[Dataset entries]
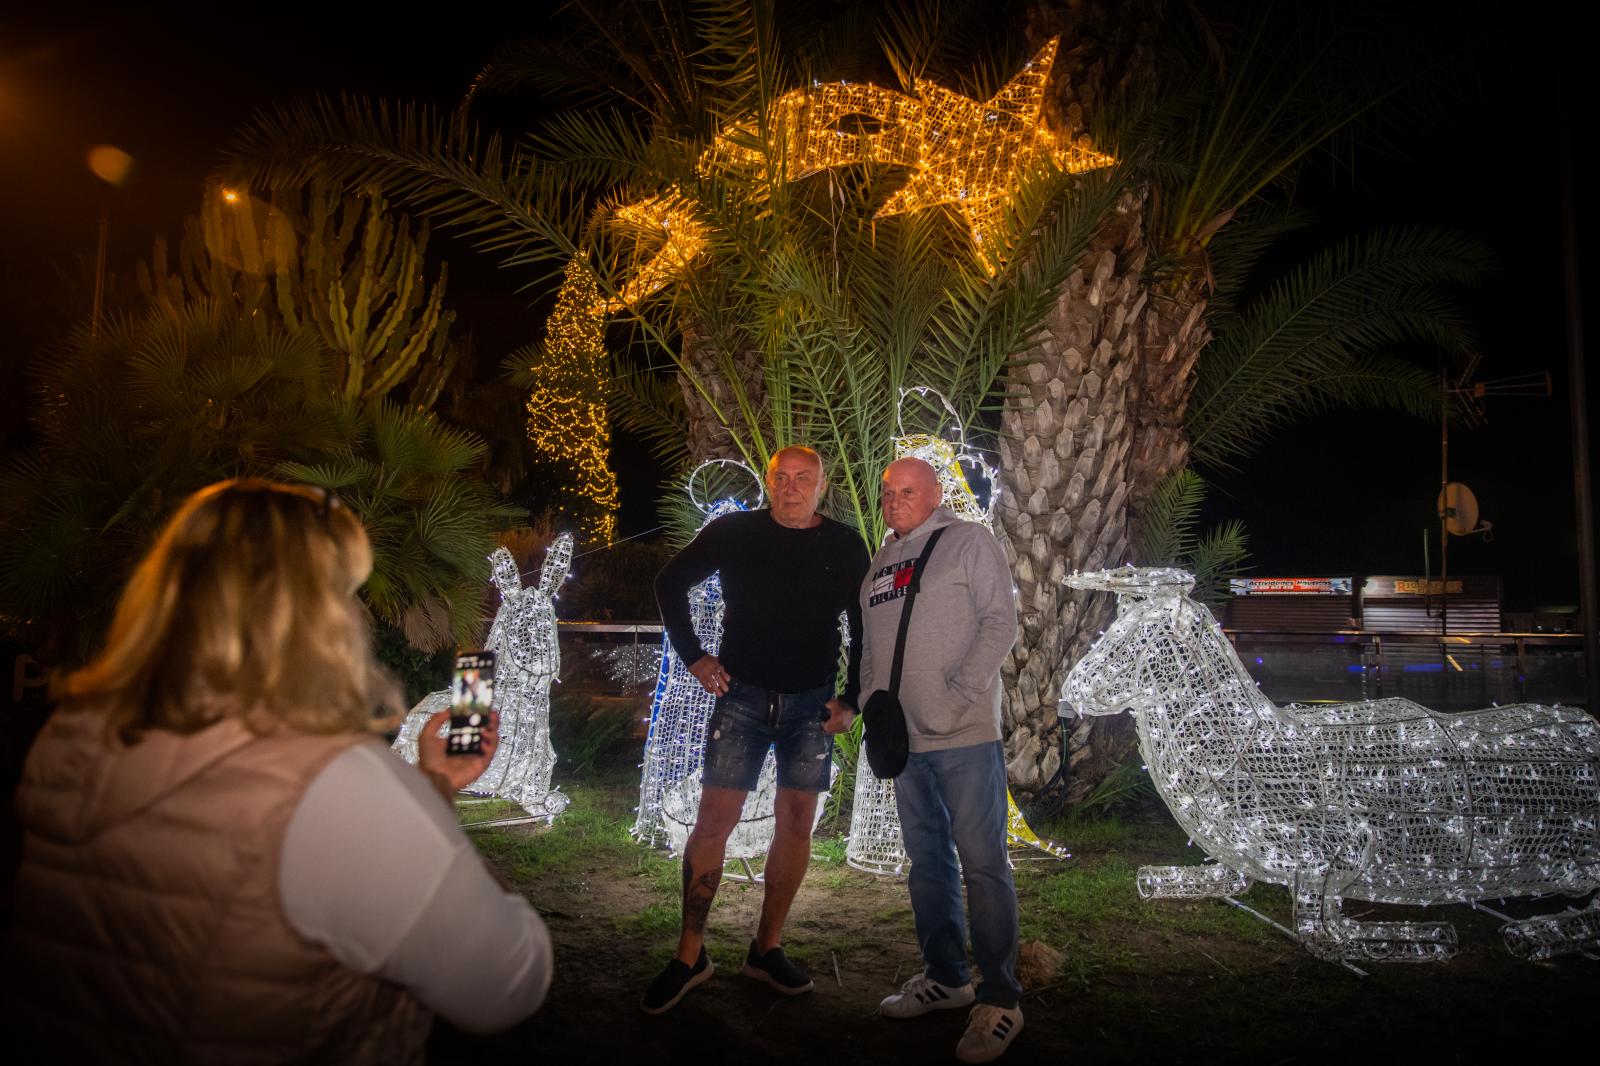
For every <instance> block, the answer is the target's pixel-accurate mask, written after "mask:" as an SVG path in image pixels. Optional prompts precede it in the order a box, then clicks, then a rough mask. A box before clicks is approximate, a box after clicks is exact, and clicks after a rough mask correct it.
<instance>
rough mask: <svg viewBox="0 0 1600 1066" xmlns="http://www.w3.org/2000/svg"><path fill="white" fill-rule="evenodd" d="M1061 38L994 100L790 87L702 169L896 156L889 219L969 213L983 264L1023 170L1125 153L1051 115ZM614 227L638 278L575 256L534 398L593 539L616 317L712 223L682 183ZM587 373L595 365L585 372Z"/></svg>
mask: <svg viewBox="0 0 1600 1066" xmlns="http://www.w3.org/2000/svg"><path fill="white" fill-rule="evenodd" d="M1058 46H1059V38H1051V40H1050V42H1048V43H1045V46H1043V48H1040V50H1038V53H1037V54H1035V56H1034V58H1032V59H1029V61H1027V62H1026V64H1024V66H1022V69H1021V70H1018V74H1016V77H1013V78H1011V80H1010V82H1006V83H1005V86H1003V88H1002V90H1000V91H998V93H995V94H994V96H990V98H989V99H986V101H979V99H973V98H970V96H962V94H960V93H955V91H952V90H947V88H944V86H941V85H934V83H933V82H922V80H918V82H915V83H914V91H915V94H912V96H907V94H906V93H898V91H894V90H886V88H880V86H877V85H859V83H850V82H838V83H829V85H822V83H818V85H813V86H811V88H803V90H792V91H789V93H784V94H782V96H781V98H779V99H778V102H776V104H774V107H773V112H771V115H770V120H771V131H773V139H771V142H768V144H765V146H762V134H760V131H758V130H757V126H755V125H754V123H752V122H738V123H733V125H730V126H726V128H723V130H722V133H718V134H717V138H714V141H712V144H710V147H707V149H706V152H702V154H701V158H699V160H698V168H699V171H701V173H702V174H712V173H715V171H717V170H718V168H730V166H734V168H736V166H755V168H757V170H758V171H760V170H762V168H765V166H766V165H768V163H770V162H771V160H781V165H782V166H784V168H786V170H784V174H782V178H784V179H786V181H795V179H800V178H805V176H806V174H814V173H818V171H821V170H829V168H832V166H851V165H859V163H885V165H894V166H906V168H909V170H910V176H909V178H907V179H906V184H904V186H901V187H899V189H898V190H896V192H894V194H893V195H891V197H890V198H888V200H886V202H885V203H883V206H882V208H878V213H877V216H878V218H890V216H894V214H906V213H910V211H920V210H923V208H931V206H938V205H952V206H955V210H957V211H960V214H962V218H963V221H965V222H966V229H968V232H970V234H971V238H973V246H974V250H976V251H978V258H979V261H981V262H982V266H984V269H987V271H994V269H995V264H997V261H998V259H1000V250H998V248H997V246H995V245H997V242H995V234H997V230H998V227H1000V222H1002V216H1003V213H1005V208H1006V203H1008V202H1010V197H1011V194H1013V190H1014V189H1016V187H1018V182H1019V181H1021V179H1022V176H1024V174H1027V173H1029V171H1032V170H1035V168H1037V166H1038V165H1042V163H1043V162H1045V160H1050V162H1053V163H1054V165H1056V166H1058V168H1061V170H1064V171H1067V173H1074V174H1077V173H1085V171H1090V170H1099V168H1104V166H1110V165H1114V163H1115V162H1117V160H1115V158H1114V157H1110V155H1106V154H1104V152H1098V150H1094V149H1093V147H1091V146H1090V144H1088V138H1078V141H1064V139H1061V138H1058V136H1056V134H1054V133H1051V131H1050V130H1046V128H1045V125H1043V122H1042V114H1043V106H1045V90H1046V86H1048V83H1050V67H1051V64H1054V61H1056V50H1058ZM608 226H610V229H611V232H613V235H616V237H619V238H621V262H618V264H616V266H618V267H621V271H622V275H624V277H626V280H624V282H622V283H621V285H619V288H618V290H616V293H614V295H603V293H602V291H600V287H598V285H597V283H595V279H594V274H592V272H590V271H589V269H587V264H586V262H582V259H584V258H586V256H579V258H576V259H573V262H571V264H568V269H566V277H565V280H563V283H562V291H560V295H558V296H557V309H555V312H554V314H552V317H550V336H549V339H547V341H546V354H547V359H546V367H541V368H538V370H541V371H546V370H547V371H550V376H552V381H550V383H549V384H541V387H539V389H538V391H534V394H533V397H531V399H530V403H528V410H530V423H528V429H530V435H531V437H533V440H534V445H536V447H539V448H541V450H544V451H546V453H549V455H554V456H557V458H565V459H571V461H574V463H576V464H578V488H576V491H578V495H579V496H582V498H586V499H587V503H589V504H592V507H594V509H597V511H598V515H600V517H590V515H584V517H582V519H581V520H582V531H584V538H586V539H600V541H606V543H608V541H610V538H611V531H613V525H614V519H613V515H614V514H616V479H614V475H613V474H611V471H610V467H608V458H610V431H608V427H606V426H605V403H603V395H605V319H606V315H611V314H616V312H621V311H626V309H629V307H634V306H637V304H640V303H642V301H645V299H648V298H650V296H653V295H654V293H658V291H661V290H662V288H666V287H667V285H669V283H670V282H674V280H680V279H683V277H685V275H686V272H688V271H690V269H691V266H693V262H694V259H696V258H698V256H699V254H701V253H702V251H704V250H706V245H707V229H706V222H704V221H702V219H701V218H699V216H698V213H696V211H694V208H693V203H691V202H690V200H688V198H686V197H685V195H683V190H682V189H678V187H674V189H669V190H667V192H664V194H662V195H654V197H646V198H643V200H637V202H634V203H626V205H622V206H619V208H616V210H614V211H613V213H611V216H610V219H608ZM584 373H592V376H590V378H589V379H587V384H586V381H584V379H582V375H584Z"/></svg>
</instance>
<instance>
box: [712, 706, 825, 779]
--
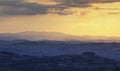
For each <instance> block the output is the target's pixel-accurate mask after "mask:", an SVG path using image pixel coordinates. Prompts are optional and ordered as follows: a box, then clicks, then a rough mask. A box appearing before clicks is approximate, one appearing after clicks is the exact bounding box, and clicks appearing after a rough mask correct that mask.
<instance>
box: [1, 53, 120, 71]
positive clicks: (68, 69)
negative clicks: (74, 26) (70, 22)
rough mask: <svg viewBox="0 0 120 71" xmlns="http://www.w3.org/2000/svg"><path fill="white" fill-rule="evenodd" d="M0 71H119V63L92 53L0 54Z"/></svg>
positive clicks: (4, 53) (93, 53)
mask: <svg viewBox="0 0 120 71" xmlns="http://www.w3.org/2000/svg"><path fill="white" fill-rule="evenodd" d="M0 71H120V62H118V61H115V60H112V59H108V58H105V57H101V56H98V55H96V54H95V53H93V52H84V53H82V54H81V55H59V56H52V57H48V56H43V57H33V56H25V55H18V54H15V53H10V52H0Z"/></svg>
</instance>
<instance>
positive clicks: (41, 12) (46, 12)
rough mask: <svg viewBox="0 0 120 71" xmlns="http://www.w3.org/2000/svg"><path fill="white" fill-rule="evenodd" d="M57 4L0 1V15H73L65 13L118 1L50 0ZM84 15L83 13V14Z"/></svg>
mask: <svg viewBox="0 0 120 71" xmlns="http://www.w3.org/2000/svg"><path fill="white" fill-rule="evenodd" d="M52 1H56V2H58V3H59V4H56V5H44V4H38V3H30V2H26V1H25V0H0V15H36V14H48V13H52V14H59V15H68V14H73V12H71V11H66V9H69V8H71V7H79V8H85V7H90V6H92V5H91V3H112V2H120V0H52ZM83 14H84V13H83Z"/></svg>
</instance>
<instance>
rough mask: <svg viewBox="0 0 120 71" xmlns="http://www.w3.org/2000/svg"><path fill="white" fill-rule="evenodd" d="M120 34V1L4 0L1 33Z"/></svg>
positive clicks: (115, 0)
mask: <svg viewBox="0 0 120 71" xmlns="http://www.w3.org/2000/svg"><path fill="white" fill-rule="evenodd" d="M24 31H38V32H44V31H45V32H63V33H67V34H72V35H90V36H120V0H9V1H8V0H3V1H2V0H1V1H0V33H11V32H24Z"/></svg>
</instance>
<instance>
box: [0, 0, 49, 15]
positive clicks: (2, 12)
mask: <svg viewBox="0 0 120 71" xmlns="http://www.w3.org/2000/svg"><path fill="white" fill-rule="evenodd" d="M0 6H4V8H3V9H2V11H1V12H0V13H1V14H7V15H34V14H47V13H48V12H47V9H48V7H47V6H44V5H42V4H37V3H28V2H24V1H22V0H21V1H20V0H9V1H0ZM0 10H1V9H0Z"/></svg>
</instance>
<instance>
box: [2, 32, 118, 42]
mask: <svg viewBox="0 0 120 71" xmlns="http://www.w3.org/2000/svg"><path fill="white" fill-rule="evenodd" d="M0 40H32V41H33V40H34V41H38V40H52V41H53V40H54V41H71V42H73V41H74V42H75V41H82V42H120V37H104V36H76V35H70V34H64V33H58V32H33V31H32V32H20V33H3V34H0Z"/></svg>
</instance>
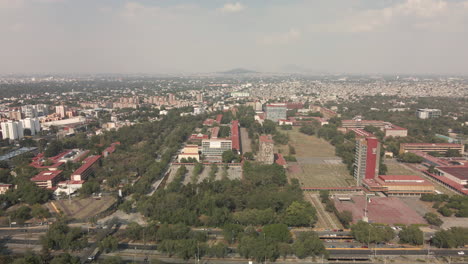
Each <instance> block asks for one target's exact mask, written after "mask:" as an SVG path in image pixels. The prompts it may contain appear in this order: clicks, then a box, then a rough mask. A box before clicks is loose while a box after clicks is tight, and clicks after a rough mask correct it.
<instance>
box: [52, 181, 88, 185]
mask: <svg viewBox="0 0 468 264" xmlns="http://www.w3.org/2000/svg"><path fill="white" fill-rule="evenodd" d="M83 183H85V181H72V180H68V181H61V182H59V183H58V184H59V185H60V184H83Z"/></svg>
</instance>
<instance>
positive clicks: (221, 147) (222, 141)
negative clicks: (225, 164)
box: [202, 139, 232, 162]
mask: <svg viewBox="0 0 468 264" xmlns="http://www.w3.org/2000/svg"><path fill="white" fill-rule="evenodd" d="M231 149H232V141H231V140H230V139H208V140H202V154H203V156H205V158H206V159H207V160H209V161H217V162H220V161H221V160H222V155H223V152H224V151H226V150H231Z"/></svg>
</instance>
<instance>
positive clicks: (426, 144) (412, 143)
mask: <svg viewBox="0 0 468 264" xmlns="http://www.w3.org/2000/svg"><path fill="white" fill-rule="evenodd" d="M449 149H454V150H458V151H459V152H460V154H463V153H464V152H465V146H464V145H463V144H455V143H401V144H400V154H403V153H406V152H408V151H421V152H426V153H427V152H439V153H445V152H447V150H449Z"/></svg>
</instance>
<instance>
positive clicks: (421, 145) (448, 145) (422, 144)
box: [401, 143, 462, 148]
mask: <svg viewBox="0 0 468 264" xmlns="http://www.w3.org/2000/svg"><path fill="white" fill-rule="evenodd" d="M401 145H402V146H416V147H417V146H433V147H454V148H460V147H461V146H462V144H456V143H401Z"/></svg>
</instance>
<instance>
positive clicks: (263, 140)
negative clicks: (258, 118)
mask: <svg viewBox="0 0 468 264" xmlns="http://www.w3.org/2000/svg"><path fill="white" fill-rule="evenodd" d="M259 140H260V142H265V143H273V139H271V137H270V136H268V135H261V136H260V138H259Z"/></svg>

Exercise goal -
Where does the string "before" appear in the records above? Show every line that holds it.

Answer area -
For every <instance> block, the answer is the target's pixel-accurate mask, written after "mask:" as an SVG path in image pixels. Optional prompts precede it in the order a box, then clicks, then a rough mask. A box before clicks is approximate, a box after clicks is exact, and clicks after a rough mask correct it.
For each <instance> block the output is the target's pixel-accurate mask after "mask:", an SVG path using image pixel coordinates. Prompts are optional and ordered as follows: a box, then clicks, then a rough mask. A box appearing before clicks is approximate, one appearing after clicks is the exact bounding box, and clicks appearing after a rough mask correct that mask.
Each <instance> block asks for one target's exact mask, written after "mask:" as an SVG path in image pixels. The prompts it may contain appear in this order: clicks, then a box, then a rough mask. A box before clicks is loose while a box after clicks is tight, and clicks after a rough mask correct it.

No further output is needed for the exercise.